━━ Selected passage

JL: You took last year off with a leave of absence to deal with your own personal challenge. Would you like to tell me a little bit about that?

TM: In July of '09 I hurt my back playing ball and I went to the doctor and told him about my lack of energy. He examined me, did some blood work, called me back, did some more blood work, and then called me back again and sent me to an oncologist for multiple myeloma. He did a whole bunch of tests for multiple myeloma, which is a cancer of the plasma cells (white blood cells) of the bone marrow. Come to find out August 25—I remember it well—was the day I got the call. I was in Lansing for a workshop. I got the call from my doctor. The biopsy, everything came back saying that I was diagnosed with cancer at that point. My wife and I had had about a month to prepare ourselves, so we were sort of prepared, but when you hear that C word, it rocks your world alot.

So, I was diagnosed with that at the end of August. I met with my superintendent and HR director. I was really worried about this job because it was the beginning of the school year, and I didn't want to leave this job. So, we came up with the plan that the retired principal from Western H.S., Oren Lusher, would come back for a year. He's a great guy and did a wonderful transition. I thought I could start my chemo on September 9 after the school year started, but I was supposed to meet some kids the week before school officially started, and I realized that day: I can't start; I can't see these kids. I can't see them then leave. That was very difficult. I sent a letter home to the parents and students and staff and in September started chemo.

I did chemo from September until February. I did a stem cell transplant at the end of March, with a 17 day hospital stay in Detroit. I'm almost at 180 days post-transplant. I'm in remission. I take a small dose of chemo every day, a maintenance dose proven to keep the cancer in remission longer. It doesn't help the survival rate, but makes remission last longer. It takes a whole year for the immune system to rebuild... They are very cautious about my coming back., but I got all the clearances.

JL: You weren't afraid to shake my hand.

TM: Well [laughs] I have little bottles of hand sanitizer hidden everywhere.

It was shocking to get this rare form of cancer. The average age for this is 62, but I'm only 42. Cancer is rampant in my Dad's side of the family. My dad was diagnosed with cancer and told he'd have six months to live; that was 16 years ago. That's my inspiration. He's had a good attitude about everything. But some days are hard.

━━━━

• _Activity_
Can you condense the interview paragraph beginning "I did chemo from September until February" into a brief list that keeps its main facts? The records aren't needed for this.

━━ Information supplied

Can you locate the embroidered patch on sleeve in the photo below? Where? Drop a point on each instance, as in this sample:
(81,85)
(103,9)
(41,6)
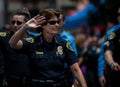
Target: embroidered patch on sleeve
(69,46)
(107,43)
(29,39)
(111,36)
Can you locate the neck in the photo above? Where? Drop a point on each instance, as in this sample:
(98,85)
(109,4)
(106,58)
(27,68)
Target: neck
(48,37)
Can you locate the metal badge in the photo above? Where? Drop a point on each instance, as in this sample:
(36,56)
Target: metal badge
(59,50)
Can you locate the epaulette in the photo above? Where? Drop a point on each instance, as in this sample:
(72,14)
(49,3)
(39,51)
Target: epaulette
(29,39)
(111,36)
(69,46)
(3,34)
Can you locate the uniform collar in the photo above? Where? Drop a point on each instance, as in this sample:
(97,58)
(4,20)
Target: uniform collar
(54,38)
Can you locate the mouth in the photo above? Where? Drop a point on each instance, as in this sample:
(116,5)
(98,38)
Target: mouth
(55,29)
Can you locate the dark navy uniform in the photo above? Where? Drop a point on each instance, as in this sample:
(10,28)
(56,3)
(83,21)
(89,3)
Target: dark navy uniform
(113,43)
(47,61)
(16,63)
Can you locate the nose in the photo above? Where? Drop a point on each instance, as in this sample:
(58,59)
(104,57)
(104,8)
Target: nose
(15,24)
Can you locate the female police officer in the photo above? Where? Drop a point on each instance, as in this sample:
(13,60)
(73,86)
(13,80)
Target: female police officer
(47,52)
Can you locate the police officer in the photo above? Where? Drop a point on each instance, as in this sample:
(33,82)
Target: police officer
(112,48)
(48,53)
(16,63)
(104,81)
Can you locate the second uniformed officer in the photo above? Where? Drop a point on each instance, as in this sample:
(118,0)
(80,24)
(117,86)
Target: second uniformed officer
(16,63)
(48,53)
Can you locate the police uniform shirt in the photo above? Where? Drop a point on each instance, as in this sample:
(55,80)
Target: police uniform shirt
(15,61)
(113,43)
(48,58)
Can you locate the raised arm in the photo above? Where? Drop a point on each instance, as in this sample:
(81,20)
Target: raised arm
(35,22)
(78,74)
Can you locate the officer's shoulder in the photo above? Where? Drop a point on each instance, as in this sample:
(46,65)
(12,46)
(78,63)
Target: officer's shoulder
(3,34)
(29,39)
(60,40)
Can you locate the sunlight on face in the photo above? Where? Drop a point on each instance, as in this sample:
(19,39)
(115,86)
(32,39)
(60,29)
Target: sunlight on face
(52,26)
(17,22)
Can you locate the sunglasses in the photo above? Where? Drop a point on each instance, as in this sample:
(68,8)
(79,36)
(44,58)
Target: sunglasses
(17,22)
(53,22)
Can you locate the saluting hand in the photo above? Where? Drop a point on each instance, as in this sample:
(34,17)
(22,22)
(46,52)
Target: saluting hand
(35,22)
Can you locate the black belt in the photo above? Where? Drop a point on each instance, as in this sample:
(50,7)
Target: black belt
(51,83)
(43,81)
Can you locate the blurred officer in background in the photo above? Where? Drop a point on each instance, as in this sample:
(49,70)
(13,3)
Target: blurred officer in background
(16,63)
(112,49)
(48,53)
(104,77)
(68,37)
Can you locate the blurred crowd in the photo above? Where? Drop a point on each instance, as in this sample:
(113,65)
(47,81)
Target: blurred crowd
(88,27)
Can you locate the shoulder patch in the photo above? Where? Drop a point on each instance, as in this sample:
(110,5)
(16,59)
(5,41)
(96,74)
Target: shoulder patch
(3,34)
(69,46)
(111,36)
(107,44)
(29,39)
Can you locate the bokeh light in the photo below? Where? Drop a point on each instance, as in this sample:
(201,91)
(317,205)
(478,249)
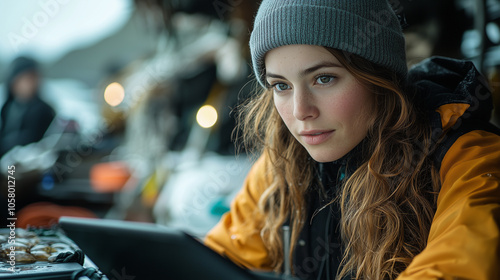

━━━━

• _Answer to this problem_
- Chemo from September to February
- Stem cell transplant at the end of March, with a 17-day hospital stay in Detroit
- Now almost 180 days post-transplant and in remission
- Takes a small daily maintenance dose of chemo, which makes remission last longer but doesn't improve the survival rate
- The immune system needs a full year to rebuild
- Doctors are cautious about the return to work, but all clearances were granted